━━━━━ Dataset excerpts

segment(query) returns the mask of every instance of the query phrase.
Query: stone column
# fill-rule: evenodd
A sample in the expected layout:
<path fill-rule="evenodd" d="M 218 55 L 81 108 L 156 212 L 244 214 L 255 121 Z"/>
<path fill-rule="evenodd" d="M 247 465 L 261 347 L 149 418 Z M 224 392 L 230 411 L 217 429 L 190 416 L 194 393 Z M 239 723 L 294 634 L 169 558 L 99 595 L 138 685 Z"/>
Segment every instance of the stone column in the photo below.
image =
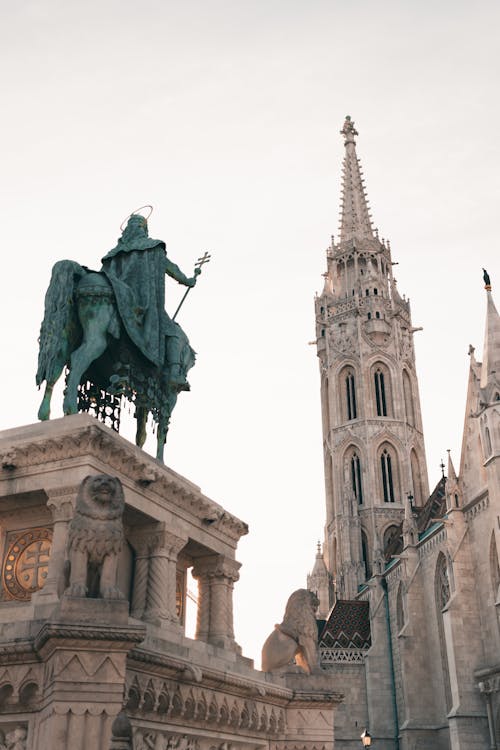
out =
<path fill-rule="evenodd" d="M 155 625 L 179 625 L 176 607 L 177 555 L 187 543 L 162 528 L 150 538 L 149 575 L 144 619 Z"/>
<path fill-rule="evenodd" d="M 193 568 L 198 579 L 196 638 L 233 651 L 240 651 L 233 630 L 233 587 L 239 568 L 240 563 L 223 555 L 198 558 Z"/>
<path fill-rule="evenodd" d="M 54 528 L 47 578 L 43 589 L 32 596 L 32 602 L 35 605 L 56 602 L 64 591 L 64 564 L 66 561 L 68 527 L 73 518 L 77 493 L 77 485 L 59 487 L 47 492 L 47 508 L 52 514 Z"/>
<path fill-rule="evenodd" d="M 146 609 L 146 596 L 149 577 L 150 538 L 148 532 L 141 531 L 130 537 L 130 543 L 135 550 L 134 582 L 132 586 L 132 601 L 130 613 L 132 617 L 141 620 Z"/>

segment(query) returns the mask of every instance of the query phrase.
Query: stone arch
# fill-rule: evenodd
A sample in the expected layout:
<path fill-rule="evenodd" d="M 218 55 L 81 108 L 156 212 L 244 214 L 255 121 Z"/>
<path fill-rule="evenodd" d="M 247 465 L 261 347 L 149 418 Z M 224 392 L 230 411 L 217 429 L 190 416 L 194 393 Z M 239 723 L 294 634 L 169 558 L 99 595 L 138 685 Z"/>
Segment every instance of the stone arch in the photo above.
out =
<path fill-rule="evenodd" d="M 366 531 L 364 529 L 361 529 L 361 554 L 363 559 L 363 565 L 365 566 L 365 577 L 368 580 L 368 578 L 371 578 L 372 576 L 372 568 L 371 568 L 371 562 L 370 562 L 370 548 L 368 546 L 368 536 L 366 534 Z"/>
<path fill-rule="evenodd" d="M 412 448 L 410 451 L 410 468 L 413 498 L 415 501 L 415 505 L 417 507 L 420 507 L 424 504 L 425 498 L 422 487 L 421 463 L 415 448 Z"/>
<path fill-rule="evenodd" d="M 490 576 L 493 589 L 493 603 L 500 601 L 500 563 L 498 562 L 497 541 L 495 532 L 491 532 L 490 541 Z"/>
<path fill-rule="evenodd" d="M 355 443 L 351 443 L 344 451 L 344 480 L 349 482 L 358 505 L 364 502 L 363 496 L 363 467 L 364 457 Z"/>
<path fill-rule="evenodd" d="M 370 368 L 373 412 L 377 417 L 393 417 L 392 376 L 389 367 L 377 360 Z"/>
<path fill-rule="evenodd" d="M 398 453 L 389 441 L 377 450 L 380 497 L 384 503 L 401 502 L 401 472 Z"/>
<path fill-rule="evenodd" d="M 389 523 L 382 535 L 382 549 L 384 551 L 384 558 L 386 562 L 389 562 L 392 555 L 397 554 L 397 550 L 400 545 L 398 541 L 401 537 L 401 526 L 395 523 Z"/>
<path fill-rule="evenodd" d="M 360 416 L 357 369 L 352 364 L 345 364 L 338 374 L 337 382 L 342 422 L 351 422 Z"/>
<path fill-rule="evenodd" d="M 396 594 L 396 625 L 398 633 L 400 633 L 406 625 L 406 602 L 402 581 L 399 582 Z"/>
<path fill-rule="evenodd" d="M 436 618 L 438 623 L 439 652 L 441 655 L 441 669 L 444 684 L 444 699 L 446 708 L 449 711 L 452 706 L 452 698 L 446 636 L 443 623 L 443 610 L 448 605 L 451 597 L 451 576 L 449 561 L 443 552 L 439 553 L 436 561 L 434 592 L 436 600 Z"/>

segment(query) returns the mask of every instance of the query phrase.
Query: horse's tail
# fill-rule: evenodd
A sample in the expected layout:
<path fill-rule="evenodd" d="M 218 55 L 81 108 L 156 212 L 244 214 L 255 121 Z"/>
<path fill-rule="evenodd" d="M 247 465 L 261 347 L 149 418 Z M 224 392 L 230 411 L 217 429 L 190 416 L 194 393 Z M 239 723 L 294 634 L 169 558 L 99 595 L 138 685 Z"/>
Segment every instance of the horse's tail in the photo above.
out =
<path fill-rule="evenodd" d="M 57 380 L 81 338 L 75 291 L 86 273 L 85 268 L 72 260 L 60 260 L 52 268 L 38 339 L 37 385 L 44 380 L 48 383 Z"/>

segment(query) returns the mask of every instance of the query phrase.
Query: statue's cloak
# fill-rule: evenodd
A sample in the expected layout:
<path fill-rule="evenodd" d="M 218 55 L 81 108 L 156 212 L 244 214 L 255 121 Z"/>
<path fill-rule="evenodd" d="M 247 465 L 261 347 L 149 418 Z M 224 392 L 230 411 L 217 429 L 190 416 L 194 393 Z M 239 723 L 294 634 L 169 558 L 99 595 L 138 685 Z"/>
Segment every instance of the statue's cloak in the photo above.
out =
<path fill-rule="evenodd" d="M 122 323 L 142 354 L 158 367 L 165 362 L 165 243 L 146 233 L 118 240 L 102 259 L 102 273 L 113 287 Z M 175 324 L 174 324 L 175 325 Z"/>

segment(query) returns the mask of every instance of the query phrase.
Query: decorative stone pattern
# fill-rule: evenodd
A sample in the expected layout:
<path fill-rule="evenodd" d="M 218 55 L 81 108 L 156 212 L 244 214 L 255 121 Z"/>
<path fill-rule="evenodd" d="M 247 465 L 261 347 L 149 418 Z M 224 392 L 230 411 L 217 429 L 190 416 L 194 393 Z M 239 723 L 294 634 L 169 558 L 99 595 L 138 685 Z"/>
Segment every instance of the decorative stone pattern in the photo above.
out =
<path fill-rule="evenodd" d="M 69 596 L 97 593 L 105 599 L 123 599 L 116 576 L 123 545 L 122 515 L 125 507 L 121 482 L 106 474 L 86 477 L 76 499 L 69 525 Z M 89 591 L 90 566 L 98 571 L 99 583 Z"/>
<path fill-rule="evenodd" d="M 242 522 L 88 416 L 0 433 L 0 453 L 6 534 L 53 524 L 45 586 L 29 600 L 0 601 L 5 734 L 26 727 L 23 750 L 131 750 L 130 720 L 134 750 L 331 750 L 340 694 L 305 675 L 313 682 L 277 682 L 240 654 L 232 596 Z M 98 474 L 123 486 L 117 567 L 130 602 L 64 595 L 67 552 L 80 543 L 79 487 Z M 93 523 L 87 536 L 99 545 Z M 195 640 L 184 634 L 181 611 L 189 568 L 200 589 Z M 321 712 L 330 716 L 325 730 L 321 719 L 316 728 Z"/>

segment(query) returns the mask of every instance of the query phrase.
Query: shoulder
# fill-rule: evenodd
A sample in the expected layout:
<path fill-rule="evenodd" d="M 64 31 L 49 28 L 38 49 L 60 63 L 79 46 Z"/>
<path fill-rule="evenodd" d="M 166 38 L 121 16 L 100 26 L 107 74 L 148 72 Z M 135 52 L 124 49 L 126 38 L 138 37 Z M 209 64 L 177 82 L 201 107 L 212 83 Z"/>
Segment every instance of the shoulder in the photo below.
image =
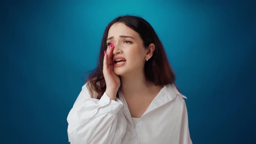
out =
<path fill-rule="evenodd" d="M 184 98 L 187 99 L 187 97 L 180 92 L 174 84 L 167 85 L 165 86 L 167 88 L 170 95 L 173 97 L 174 103 L 179 107 L 183 108 L 184 105 L 185 105 Z"/>

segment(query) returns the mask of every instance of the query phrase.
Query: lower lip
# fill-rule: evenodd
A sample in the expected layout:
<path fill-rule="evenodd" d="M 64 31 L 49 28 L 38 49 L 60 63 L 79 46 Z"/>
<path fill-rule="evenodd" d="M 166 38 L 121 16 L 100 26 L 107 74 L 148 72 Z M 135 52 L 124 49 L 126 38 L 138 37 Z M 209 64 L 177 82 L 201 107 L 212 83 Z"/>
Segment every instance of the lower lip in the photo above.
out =
<path fill-rule="evenodd" d="M 114 63 L 114 66 L 115 66 L 115 67 L 119 67 L 119 66 L 123 66 L 125 64 L 125 63 L 126 62 L 123 62 L 122 63 L 121 63 L 120 64 L 117 64 L 115 63 Z"/>

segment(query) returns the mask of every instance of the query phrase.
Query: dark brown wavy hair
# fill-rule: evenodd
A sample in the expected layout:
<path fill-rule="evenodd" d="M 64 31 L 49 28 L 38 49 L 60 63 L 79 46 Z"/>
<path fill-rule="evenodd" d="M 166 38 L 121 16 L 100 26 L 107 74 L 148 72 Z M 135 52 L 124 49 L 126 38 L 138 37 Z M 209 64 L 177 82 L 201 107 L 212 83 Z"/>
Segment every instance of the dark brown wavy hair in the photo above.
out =
<path fill-rule="evenodd" d="M 174 83 L 175 75 L 168 62 L 164 46 L 153 27 L 141 17 L 127 15 L 115 18 L 107 26 L 101 42 L 98 65 L 95 69 L 83 75 L 83 77 L 86 73 L 90 73 L 86 81 L 84 81 L 86 83 L 91 97 L 99 99 L 106 90 L 106 82 L 102 71 L 104 52 L 107 48 L 106 41 L 108 30 L 116 23 L 122 23 L 138 33 L 146 49 L 148 49 L 151 43 L 154 44 L 155 49 L 153 56 L 145 63 L 144 72 L 147 80 L 153 82 L 155 86 L 174 84 L 176 86 Z M 121 79 L 120 80 L 121 85 Z M 121 87 L 118 90 L 120 90 Z M 118 92 L 117 94 L 118 98 Z"/>

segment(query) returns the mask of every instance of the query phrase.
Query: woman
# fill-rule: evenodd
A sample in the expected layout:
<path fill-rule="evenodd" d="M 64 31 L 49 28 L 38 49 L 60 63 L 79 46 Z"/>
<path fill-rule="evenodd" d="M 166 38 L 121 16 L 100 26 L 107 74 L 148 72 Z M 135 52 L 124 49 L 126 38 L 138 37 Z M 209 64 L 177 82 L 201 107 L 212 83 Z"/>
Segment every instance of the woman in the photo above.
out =
<path fill-rule="evenodd" d="M 187 112 L 159 39 L 142 18 L 106 27 L 98 63 L 67 118 L 71 144 L 192 144 Z"/>

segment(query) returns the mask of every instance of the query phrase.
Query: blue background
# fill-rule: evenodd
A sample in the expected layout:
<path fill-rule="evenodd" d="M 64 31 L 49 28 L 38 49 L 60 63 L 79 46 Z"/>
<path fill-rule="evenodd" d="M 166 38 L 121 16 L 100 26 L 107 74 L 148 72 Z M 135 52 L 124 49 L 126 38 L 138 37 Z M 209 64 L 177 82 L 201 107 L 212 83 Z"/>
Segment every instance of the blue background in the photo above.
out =
<path fill-rule="evenodd" d="M 253 2 L 43 1 L 2 4 L 1 143 L 69 143 L 83 74 L 96 66 L 105 26 L 126 14 L 148 21 L 164 44 L 194 144 L 255 142 Z"/>

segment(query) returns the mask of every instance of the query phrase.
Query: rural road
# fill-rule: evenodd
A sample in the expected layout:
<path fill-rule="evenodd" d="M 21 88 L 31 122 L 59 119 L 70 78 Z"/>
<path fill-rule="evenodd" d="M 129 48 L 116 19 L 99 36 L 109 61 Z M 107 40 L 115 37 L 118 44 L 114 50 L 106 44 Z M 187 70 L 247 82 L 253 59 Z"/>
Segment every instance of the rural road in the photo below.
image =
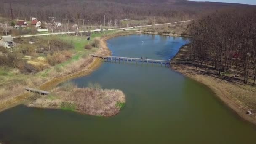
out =
<path fill-rule="evenodd" d="M 139 28 L 139 27 L 151 27 L 151 26 L 160 26 L 160 25 L 162 25 L 169 24 L 171 24 L 172 23 L 178 23 L 187 22 L 189 22 L 189 21 L 192 21 L 192 20 L 193 20 L 192 19 L 191 19 L 191 20 L 189 20 L 185 21 L 181 21 L 174 22 L 173 23 L 164 23 L 164 24 L 156 24 L 147 25 L 144 25 L 144 26 L 135 27 L 135 28 Z M 118 28 L 118 29 L 109 29 L 108 30 L 122 30 L 122 29 L 132 29 L 132 28 L 134 28 L 134 27 L 125 27 L 125 28 Z M 103 29 L 103 31 L 105 31 L 106 29 Z M 90 30 L 90 32 L 99 32 L 99 31 L 101 31 L 101 29 L 96 29 L 96 30 Z M 78 33 L 82 33 L 82 32 L 88 32 L 89 31 L 87 30 L 87 31 L 78 31 L 78 32 L 78 32 Z M 13 38 L 18 38 L 18 37 L 36 37 L 36 36 L 48 35 L 61 35 L 61 34 L 75 34 L 76 32 L 77 32 L 75 31 L 75 32 L 69 32 L 50 33 L 47 33 L 47 34 L 35 34 L 35 35 L 21 35 L 21 36 L 19 36 L 12 37 Z"/>

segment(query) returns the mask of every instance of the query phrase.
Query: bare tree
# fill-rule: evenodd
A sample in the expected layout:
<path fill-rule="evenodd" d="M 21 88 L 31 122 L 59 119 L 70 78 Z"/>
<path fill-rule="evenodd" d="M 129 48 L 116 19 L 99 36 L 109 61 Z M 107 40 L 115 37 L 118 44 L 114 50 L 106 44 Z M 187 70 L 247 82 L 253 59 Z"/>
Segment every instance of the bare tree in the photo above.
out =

━━━━━━━━━━

Task objective: Please retype the listing above, from its first line through the line containing "146 609 L 146", and leave the pictures out.

Result of the task:
segment(query) returns the mask of every instance of the query phrase.
Query: stone column
# fill-rule: evenodd
A sample in the expected layout:
<path fill-rule="evenodd" d="M 218 55 L 81 108 L 156 212 L 244 214 L 255 121 Z"/>
<path fill-rule="evenodd" d="M 247 465 L 261 347 L 149 418 Z M 224 392 L 230 411 L 217 429 L 190 416 L 194 393 Z M 239 723 L 294 634 L 169 558 L 99 595 L 138 685 Z"/>
Segment every instance of the stone column in the photo below.
image =
out =
<path fill-rule="evenodd" d="M 155 625 L 179 625 L 176 607 L 177 555 L 187 543 L 162 528 L 150 538 L 149 575 L 144 619 Z"/>
<path fill-rule="evenodd" d="M 193 568 L 198 579 L 196 638 L 233 651 L 240 651 L 233 630 L 233 587 L 239 568 L 240 563 L 223 555 L 198 558 Z"/>
<path fill-rule="evenodd" d="M 54 528 L 47 578 L 43 589 L 32 596 L 32 602 L 35 605 L 56 602 L 64 591 L 64 564 L 66 561 L 68 527 L 73 518 L 77 493 L 77 485 L 59 487 L 47 492 L 47 508 L 52 514 Z"/>
<path fill-rule="evenodd" d="M 146 609 L 146 596 L 149 577 L 150 538 L 148 532 L 141 531 L 130 537 L 130 543 L 135 550 L 134 582 L 132 586 L 132 601 L 130 613 L 132 617 L 141 620 Z"/>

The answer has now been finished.